INSTRUCTIONS TO FOLLOW — Copy every line from the one containing "Expected behaviour: for every instance of the wall" through the last line of the records below, both included, and nothing else.

::::

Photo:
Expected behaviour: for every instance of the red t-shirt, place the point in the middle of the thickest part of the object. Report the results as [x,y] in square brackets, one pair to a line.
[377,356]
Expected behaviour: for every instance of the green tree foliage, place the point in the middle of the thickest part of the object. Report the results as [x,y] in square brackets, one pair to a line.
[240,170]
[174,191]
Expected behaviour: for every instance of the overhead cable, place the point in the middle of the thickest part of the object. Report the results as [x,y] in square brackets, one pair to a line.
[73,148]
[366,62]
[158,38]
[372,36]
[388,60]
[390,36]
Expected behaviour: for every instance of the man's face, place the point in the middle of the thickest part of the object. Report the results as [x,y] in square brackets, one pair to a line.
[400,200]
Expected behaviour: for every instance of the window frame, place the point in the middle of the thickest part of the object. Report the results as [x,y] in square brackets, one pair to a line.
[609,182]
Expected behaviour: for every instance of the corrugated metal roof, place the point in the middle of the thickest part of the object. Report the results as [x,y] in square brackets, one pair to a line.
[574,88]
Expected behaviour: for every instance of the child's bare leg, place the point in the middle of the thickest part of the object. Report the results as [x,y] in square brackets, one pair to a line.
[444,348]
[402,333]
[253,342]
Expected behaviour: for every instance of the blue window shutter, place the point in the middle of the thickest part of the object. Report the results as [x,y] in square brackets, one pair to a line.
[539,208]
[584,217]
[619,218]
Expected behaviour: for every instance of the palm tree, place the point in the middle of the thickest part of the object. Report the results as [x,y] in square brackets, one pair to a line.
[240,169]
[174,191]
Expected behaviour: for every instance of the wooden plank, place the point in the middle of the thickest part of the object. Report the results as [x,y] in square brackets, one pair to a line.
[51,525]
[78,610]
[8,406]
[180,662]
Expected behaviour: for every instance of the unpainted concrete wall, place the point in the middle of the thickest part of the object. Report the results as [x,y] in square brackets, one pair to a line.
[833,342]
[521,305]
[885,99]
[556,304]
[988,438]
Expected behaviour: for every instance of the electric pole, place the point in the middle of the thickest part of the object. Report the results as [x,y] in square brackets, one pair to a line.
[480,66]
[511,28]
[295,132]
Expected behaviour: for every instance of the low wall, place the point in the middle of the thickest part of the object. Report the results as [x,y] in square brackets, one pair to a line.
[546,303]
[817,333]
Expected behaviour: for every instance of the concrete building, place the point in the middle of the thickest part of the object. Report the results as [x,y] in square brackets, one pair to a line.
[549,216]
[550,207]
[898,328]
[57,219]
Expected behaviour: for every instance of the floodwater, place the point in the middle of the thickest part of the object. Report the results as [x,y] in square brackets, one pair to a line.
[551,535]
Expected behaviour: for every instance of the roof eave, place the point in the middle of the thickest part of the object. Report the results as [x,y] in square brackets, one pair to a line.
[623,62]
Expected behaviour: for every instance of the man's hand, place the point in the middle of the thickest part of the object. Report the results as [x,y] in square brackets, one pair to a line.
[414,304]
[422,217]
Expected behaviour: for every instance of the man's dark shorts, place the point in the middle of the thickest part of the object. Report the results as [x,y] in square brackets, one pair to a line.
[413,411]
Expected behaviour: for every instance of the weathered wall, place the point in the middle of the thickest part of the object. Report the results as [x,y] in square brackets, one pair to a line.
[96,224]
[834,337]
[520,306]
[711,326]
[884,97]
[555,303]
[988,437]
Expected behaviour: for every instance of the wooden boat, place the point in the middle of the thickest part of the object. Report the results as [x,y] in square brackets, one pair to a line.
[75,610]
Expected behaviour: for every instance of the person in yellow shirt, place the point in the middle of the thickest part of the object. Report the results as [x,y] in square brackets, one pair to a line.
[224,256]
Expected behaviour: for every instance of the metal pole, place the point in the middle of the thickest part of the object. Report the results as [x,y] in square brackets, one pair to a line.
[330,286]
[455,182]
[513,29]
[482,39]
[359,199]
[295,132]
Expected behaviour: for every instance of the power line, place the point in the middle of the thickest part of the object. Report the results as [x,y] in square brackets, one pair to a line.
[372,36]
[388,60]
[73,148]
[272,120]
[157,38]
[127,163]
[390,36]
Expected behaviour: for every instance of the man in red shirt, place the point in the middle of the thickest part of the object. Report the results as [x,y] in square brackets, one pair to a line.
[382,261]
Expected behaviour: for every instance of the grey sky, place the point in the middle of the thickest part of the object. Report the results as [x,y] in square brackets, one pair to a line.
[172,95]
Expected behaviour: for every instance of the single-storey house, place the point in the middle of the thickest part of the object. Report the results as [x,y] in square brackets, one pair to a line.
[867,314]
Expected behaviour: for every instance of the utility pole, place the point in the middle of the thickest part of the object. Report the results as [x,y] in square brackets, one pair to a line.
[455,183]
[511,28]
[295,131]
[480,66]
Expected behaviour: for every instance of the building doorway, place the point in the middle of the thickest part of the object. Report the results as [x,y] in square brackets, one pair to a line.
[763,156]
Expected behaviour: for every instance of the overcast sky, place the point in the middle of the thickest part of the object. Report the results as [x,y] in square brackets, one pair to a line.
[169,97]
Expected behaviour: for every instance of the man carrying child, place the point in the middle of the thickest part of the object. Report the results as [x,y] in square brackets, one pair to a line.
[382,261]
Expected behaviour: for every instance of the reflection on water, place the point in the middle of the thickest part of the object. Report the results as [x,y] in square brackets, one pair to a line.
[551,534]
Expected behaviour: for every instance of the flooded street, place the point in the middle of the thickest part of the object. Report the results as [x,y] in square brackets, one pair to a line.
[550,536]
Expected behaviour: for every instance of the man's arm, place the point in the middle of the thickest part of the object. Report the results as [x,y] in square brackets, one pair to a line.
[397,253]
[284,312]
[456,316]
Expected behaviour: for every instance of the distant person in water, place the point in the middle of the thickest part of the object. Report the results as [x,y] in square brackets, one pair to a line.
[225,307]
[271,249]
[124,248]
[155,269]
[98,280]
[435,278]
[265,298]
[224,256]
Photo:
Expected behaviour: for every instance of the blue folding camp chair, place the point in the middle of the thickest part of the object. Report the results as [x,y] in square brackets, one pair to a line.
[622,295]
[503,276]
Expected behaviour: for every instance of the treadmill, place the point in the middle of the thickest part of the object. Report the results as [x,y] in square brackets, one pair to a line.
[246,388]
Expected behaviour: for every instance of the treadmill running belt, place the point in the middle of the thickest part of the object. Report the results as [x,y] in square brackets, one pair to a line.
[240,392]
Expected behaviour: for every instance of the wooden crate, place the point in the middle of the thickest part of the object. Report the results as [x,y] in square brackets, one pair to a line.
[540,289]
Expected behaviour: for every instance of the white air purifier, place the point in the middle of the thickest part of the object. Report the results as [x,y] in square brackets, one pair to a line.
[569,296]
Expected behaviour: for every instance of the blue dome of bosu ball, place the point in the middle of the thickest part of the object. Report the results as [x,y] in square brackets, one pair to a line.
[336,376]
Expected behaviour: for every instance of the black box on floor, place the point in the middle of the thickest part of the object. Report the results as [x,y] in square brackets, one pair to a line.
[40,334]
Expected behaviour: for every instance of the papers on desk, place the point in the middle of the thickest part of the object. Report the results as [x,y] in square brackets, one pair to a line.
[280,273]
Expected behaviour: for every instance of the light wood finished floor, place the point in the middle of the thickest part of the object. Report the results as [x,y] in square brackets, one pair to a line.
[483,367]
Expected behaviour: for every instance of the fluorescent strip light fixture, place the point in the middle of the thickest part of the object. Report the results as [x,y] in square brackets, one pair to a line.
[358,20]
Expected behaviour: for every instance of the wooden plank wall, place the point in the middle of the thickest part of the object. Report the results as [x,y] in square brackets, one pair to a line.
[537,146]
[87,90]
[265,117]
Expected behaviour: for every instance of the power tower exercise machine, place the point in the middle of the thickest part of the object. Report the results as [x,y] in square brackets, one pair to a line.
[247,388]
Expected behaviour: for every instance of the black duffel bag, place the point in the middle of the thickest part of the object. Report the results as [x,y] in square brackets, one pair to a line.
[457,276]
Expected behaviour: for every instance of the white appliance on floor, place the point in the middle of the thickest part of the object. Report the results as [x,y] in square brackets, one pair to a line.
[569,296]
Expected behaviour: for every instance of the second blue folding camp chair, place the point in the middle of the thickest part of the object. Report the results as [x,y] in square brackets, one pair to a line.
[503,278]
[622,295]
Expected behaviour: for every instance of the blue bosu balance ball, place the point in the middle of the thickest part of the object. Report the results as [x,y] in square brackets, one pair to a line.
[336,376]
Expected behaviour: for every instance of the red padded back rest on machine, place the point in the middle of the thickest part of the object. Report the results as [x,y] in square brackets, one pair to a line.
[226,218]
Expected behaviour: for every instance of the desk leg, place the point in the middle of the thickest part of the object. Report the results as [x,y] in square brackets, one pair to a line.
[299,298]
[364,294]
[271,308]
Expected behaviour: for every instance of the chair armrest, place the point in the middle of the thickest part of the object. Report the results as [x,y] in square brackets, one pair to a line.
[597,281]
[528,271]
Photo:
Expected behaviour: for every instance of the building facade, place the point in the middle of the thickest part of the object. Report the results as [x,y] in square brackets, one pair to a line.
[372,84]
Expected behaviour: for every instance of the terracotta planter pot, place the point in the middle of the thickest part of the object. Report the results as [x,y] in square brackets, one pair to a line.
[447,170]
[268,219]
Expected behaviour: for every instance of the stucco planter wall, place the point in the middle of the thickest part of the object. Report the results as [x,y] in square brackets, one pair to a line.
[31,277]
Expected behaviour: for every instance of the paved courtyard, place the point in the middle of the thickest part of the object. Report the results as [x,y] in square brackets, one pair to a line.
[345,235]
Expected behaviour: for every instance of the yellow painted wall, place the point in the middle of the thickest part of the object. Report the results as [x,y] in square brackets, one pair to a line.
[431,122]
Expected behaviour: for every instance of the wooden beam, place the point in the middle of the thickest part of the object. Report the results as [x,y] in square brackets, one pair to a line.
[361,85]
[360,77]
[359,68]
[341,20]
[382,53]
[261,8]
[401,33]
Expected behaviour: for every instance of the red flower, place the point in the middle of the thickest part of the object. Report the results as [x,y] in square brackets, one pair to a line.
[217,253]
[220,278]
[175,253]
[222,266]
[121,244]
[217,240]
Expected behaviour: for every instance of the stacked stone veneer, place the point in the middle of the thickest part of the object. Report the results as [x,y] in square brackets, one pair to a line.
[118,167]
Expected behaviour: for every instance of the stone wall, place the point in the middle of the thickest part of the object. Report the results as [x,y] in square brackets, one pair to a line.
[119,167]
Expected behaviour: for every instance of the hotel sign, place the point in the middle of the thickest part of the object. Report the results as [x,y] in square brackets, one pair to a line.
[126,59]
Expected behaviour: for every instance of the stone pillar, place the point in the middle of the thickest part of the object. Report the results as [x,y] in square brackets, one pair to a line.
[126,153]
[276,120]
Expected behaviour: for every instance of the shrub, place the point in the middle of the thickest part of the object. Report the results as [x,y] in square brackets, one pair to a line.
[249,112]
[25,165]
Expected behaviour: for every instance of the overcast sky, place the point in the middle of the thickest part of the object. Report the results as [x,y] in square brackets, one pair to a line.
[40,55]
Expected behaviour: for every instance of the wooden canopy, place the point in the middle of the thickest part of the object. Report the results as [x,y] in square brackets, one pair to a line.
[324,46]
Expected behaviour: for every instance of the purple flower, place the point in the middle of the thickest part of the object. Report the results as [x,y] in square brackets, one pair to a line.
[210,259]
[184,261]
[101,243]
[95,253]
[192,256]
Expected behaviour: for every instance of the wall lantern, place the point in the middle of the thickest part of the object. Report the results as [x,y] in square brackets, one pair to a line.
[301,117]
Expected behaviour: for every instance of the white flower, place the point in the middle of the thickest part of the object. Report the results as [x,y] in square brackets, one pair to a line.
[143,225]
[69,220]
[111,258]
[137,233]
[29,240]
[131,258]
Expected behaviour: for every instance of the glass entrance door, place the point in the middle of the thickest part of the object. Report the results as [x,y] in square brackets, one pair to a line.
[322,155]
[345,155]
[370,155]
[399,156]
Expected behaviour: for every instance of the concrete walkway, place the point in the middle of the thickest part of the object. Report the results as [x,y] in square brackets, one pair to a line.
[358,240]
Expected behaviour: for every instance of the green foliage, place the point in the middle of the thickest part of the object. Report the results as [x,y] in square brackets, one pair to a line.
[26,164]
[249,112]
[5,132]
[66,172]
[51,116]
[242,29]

::::

SOLUTION FOR THIS EXERCISE —
Expected behaviour: for every instance of the wall lantern, place the point in the middle of the thickest part of the object. Report the results as [x,y] in square brackets, one pair to a line.
[301,117]
Expected behaviour: for every instance of the white flower, place the point in the middle of the thickest part of the object. Report the results as [x,y] in square brackets, one pair to a line.
[143,225]
[69,220]
[111,258]
[137,233]
[29,240]
[131,258]
Expected behaviour: for every instance of the glass entrance door, place the point in the middle of the thickest part of the object. Report the results as [x,y] in square brackets, one pair to a line.
[322,155]
[345,155]
[370,155]
[399,156]
Expected behaviour: for every instance of the concrete walkway, place the point in the middle of the thickest part of the object. Report the results as [x,y] in square brackets, one pair to a line.
[358,240]
Expected behaviour: for every instance of the green foliage, place the point in the middle of the thickest part of the object. Report the results as [x,y] in square brackets, one pair to a line.
[26,164]
[249,112]
[5,132]
[66,172]
[51,116]
[242,29]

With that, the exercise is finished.